> [Excerto]
>>>

28.  Veio ainda o citado diploma, aditar ao artigo 33º do CIRC, o nº 3, que dispõe que:

            «(…)

            3 – Quando se verifique a reposição de provisões para riscos gerais de crédito ou de outras que não visem a cobertura de riscos específicos da atividade, são consideradas proveitos do exercício, em primeiro lugar, aquelas que tenham sido custo fiscal no exercício da respetiva constituição.»

29.  Em suma temos que:

  • Até à alteração introduzida à redação da alínea d) do nº 1 do artigo 33º do CIRC (posterior artigo 34º do CIRC) pelo artigo 5º da Lei nº 30-G/2000, de 29/12, as provisões para riscos gerais de crédito constituídas num exercício económico, segundo a previsão de tal norma, eram fiscalmente dedutíveis, desde que constituídas em conformidade com o disposto no nº1 do artigo 7º do Aviso nº 3/95 do Banco de Portugal.

<<<

> [Tarefas a realizar]
a. Traduza para inglês esta frase do excerto sobre o CIRC: "Quando se verifique a reposição de provisões para riscos gerais de crédito ou de outras que não visem a cobertura de riscos específicos da atividade, são consideradas proveitos do exercício, em primeiro lugar, aquelas que tenham sido custo fiscal no exercício da respetiva constituição."
b. Retome o excerto sobre as provisões para riscos gerais de crédito a partir da última frase apresentada e escreva a continuação.

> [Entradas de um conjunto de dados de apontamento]

>>>

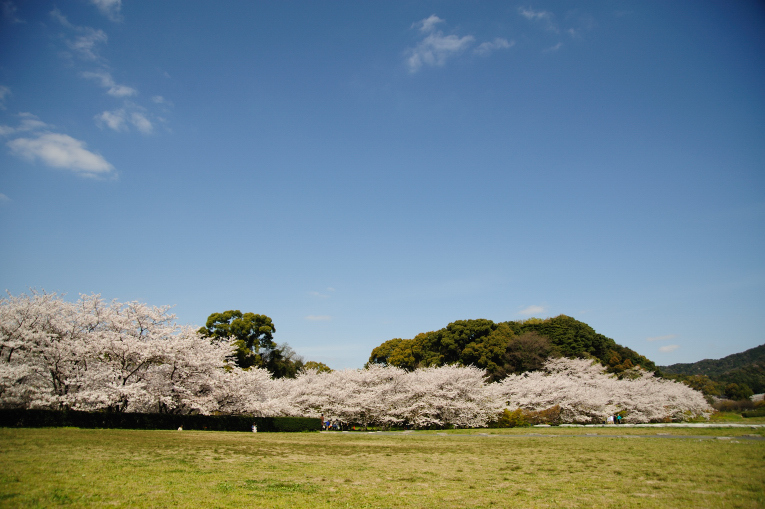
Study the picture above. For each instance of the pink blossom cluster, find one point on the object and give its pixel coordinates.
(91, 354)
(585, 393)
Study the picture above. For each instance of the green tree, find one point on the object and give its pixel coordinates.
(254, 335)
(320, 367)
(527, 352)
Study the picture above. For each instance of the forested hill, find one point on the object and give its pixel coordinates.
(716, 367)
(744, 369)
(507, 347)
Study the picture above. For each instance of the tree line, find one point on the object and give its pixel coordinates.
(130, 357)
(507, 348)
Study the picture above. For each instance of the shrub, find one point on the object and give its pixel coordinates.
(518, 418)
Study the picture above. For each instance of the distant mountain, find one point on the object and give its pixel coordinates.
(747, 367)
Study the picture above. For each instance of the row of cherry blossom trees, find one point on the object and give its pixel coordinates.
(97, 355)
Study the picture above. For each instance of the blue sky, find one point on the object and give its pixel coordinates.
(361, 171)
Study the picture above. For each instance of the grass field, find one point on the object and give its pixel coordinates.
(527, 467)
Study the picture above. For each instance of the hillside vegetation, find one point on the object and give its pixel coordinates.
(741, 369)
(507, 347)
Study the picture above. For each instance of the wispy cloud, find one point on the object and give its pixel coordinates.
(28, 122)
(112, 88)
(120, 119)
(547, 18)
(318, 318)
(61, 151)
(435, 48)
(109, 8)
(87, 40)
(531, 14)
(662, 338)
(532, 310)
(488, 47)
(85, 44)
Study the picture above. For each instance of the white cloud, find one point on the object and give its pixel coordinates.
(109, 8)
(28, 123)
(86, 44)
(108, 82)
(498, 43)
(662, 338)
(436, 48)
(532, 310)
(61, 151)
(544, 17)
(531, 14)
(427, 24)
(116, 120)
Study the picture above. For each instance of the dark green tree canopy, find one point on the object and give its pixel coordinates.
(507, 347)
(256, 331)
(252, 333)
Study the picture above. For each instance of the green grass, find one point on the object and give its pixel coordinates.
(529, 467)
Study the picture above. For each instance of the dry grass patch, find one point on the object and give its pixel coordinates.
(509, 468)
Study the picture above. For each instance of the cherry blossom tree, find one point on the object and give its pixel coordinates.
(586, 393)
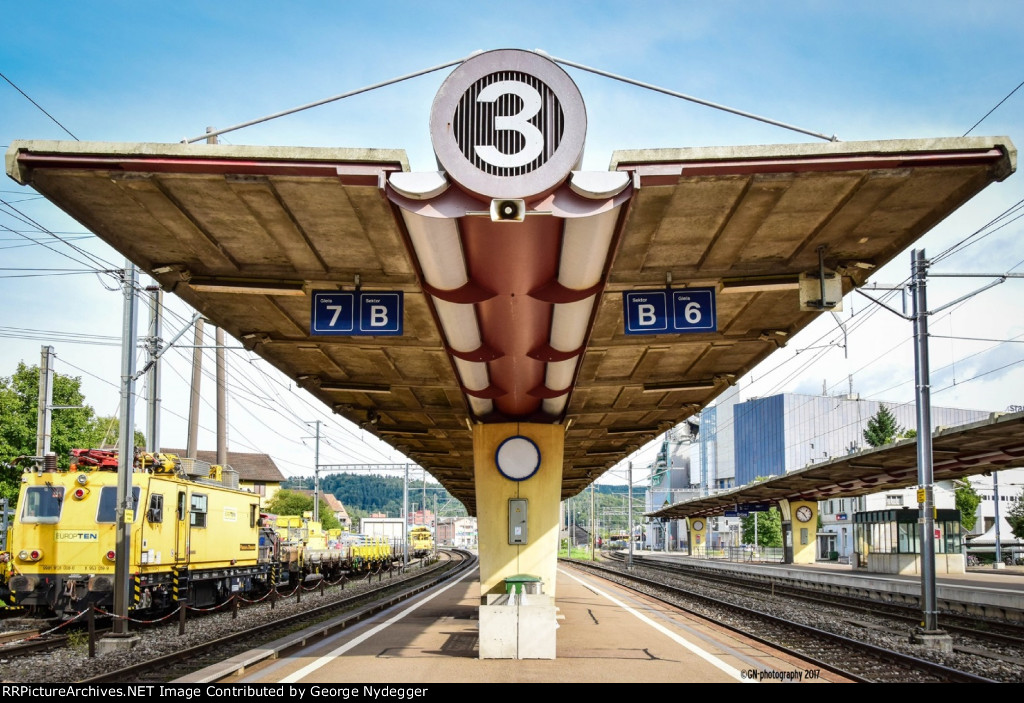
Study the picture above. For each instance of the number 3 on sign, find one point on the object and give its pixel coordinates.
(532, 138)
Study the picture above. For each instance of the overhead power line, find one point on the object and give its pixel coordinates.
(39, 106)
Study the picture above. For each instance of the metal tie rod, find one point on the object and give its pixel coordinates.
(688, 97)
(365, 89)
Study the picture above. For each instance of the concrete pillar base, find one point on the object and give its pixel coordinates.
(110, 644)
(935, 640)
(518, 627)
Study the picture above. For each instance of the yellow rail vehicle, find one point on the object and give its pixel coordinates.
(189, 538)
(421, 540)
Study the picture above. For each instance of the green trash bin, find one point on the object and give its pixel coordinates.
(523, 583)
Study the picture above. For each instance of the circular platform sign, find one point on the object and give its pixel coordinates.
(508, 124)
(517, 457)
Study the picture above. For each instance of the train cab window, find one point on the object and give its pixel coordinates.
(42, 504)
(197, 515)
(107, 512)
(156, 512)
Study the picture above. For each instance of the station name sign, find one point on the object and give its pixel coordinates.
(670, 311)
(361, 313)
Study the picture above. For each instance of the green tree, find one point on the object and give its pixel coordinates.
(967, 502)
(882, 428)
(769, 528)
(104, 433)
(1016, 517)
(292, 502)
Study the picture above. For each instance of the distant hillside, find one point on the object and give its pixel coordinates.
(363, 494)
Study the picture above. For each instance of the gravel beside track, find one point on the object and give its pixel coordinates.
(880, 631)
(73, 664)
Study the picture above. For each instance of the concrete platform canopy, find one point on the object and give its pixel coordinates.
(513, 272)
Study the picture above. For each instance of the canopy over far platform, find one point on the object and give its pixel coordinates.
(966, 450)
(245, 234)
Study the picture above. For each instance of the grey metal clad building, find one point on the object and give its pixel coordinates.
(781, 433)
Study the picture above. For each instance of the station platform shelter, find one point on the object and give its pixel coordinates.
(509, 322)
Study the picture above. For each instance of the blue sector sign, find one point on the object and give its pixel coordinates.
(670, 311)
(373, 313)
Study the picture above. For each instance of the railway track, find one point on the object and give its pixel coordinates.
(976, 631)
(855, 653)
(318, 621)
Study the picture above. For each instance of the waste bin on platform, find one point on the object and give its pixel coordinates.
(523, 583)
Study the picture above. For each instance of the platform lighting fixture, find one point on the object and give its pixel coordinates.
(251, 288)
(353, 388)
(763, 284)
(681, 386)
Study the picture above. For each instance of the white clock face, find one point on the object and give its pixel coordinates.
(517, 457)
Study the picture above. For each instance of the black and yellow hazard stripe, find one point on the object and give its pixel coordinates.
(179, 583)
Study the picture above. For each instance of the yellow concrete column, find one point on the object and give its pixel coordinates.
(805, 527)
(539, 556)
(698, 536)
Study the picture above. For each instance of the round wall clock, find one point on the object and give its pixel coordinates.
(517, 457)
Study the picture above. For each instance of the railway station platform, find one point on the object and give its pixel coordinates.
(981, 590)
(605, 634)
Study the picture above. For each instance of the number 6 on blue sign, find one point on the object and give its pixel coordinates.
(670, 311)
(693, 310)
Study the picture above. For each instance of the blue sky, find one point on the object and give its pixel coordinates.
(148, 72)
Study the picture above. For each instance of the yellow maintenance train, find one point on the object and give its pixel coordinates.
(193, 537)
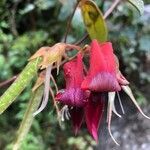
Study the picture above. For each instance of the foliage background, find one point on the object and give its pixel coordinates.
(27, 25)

<<<

> [Respostas esperadas]
a. When provisions for general credit risks, or other provisions not intended to cover specific risks of the activity, are reversed, those that were a tax expense in the financial year in which they were set up are treated first as income for the year.

b.
  • Assim, apurado o montante da provisão que em 31 de dezembro do ano n devia subsistir por imposição do Banco de Portugal, seria de reforçar a provisão caso o valor existente em 31 de dezembro do ano n-1, fosse inferior, ou efetuar uma anulação, na situação inversa.
  • Com a alteração da norma vertida na alínea d) do nº 1 do artigo 33º do CIRC as provisões para riscos gerais de crédito constituídas em cada exercício deixaram de ser dedutíveis.
  • Ainda assim, o nº 6 do artigo 7º da Lei nº 30-G/2000, de 29.12, estabeleceu um regime transitório segundo o qual a alteração da alínea b) do nº 1 do artigo 33º do CIRC se aplicava às provisões constituídas a partir da entrada em vigor daquela lei, salvaguardando a dedutibilidade como encargo fiscal, nos períodos de 2001 e 2002, de 50% do valor das variações positivas das provisões para riscos gerais de crédito que não ultrapassem o montante imposto, genérica e abstratamente, pelo Banco de Portugal para as instituições sujeitas à sua supervisão.
  • A Lei nº 30-G/2000, de 29.12, aditou, ainda, o nº 3 do artigo 33º do CIRC passando a dispor que quando se verificasse a anulação de provisões para riscos gerais de crédito, eram consideradas proveitos do exercício, em primeiro lugar, aquelas que tivessem sido custo fiscal no exercício da respetiva constituição.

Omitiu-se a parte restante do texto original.